#### [The exercise]
Return every line of the data below that contains the word "tractor", treating uppercase and lowercase letters as different.

Entries drawn from a collection
○ ○ ○ ○
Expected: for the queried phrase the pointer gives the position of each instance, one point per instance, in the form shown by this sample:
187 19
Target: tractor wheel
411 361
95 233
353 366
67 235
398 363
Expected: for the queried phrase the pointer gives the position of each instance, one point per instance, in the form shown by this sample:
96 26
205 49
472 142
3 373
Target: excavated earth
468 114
○ ○ ○ ○
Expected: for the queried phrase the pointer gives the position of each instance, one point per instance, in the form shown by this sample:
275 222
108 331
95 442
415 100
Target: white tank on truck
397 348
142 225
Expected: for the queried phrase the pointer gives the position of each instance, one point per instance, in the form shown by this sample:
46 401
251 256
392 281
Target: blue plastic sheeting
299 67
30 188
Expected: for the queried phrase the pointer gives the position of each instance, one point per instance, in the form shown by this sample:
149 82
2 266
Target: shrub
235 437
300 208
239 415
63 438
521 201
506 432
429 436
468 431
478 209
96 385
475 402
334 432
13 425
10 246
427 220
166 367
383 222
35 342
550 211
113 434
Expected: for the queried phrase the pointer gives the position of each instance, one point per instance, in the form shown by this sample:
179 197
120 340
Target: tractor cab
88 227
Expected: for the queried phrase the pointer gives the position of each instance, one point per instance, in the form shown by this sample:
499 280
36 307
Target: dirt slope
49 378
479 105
○ ○ ○ ○
#### [Full response]
Target: tractor wheel
Target: tractor cab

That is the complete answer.